__What is asked__: Output each line of the material exactly as it stands.

━━━━━ Information provided

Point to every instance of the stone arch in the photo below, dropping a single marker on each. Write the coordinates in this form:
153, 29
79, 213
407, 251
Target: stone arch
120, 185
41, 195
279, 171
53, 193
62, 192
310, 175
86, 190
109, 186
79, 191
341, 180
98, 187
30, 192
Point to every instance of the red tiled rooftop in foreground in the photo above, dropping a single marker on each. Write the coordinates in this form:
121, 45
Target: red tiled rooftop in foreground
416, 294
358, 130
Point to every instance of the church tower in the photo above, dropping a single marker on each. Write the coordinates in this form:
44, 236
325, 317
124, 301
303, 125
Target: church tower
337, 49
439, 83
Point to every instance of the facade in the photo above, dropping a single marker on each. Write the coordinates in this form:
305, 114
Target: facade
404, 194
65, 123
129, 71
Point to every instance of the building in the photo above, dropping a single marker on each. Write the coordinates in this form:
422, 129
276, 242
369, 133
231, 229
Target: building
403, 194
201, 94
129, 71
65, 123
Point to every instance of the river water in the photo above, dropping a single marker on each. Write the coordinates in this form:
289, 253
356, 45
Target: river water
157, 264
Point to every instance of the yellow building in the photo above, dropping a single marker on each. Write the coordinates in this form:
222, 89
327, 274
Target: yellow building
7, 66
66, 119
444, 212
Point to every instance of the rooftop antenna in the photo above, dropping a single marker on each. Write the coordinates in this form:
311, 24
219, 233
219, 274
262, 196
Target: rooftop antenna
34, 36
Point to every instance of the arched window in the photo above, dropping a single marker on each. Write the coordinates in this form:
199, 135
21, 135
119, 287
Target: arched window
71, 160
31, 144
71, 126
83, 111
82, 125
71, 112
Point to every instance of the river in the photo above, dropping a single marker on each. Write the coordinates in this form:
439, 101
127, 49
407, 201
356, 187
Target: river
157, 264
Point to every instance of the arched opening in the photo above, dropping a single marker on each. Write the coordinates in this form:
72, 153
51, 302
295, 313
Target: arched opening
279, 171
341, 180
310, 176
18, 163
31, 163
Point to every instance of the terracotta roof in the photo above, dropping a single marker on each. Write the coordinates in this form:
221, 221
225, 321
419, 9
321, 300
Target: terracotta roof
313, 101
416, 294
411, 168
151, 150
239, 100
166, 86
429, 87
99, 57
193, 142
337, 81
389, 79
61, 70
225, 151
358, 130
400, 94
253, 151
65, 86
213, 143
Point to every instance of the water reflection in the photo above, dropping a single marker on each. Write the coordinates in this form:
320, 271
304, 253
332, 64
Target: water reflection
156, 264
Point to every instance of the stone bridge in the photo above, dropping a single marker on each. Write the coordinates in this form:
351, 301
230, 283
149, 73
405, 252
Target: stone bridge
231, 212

━━━━━━━━━━

__Written solution__:
Point to every instance of the stone arch in the photo below, dropping a single marker on each. Write the coordinates in this form:
153, 29
79, 213
407, 251
Target: stone arch
120, 185
41, 195
279, 171
53, 193
62, 192
310, 175
86, 190
109, 186
79, 191
341, 180
98, 187
30, 192
Point to every instance of the red tiled rooftop in foreground in the photo above, dropping a single marker on each. Write the coordinates in this form:
121, 45
Target: red tiled rooftop in foreground
416, 294
358, 130
Point to every instance of the church tower in the photo above, dropping a single marker on each. Write the coordinates in this form:
44, 236
325, 317
124, 301
303, 125
Target: church tower
337, 49
439, 83
Point to every instance of the facade in the photo above, dropping a single marker on each. Write the coordinates in this form:
305, 114
Target: facade
404, 194
65, 123
129, 71
Point to every instance of the building in the photo above, dropping a single marker on each. Write the coordinates in this form:
422, 129
276, 242
369, 133
231, 229
Target: building
403, 194
201, 94
129, 71
65, 123
Point to every instance of the river water in the photo above, dropping a single marker on each. Write the coordinates in this form:
289, 253
356, 45
Target: river water
157, 264
Point to every instance of the yellow building in the photo above, dropping a single marker on each. Write the coordinates in this form:
222, 89
327, 274
Target: yellow building
7, 66
66, 119
444, 212
Point to every instance of the rooftop antenna in the photo above, dropping a single marker on each. Write the coordinates in this form:
311, 24
219, 233
219, 274
262, 196
Target: rooftop antenna
34, 36
Point to every instance of the arched window in the photo above, dropping a single marker on each. Write the coordinates in this form:
199, 135
21, 135
119, 287
Target: arched window
71, 160
31, 144
71, 126
83, 111
82, 125
71, 112
Point to every instance of the river in the photo above, dropping a single marker on each. Write the coordinates in this form:
439, 101
127, 49
407, 201
356, 187
Target: river
157, 264
Point to every instance of the arched opening in the photo above, dropping a single marker on each. Write the coordinates in this form:
72, 153
51, 302
295, 313
Target: arched opening
279, 171
341, 180
310, 176
18, 163
31, 163
Point to every instance of the terracotta roof in the photo above, dropping a single marker on each. Write the coordinates in this form:
221, 221
225, 321
419, 9
321, 300
Target: terracotta roof
313, 101
416, 294
411, 168
151, 150
239, 100
166, 86
429, 87
99, 57
193, 142
337, 81
389, 79
61, 70
225, 151
358, 130
400, 94
253, 151
65, 86
213, 143
Point to every instance of the water reflection in the photo above, dropping a single marker on each. Write the coordinates in this form:
320, 271
304, 253
332, 64
Target: water reflection
156, 264
Point to every instance of the stone bridge in the photo above, dropping a single marker on each. Write the coordinates in this form:
351, 301
230, 283
149, 73
405, 252
Target: stone bridge
231, 212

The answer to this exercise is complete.